* TRY IT *
In full and without deviation, write out the entries that follow.

··· DATA LISTING ···

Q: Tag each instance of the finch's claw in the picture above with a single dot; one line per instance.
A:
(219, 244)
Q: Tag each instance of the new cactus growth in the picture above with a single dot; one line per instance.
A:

···

* RESPONSE TO THIS TASK *
Q: Tag each instance of the finch's claw in the picture above with a single dot; one line per instance.
A:
(219, 244)
Q: Tag each instance of the new cactus growth in the picture above with a single dot; one line per instance.
A:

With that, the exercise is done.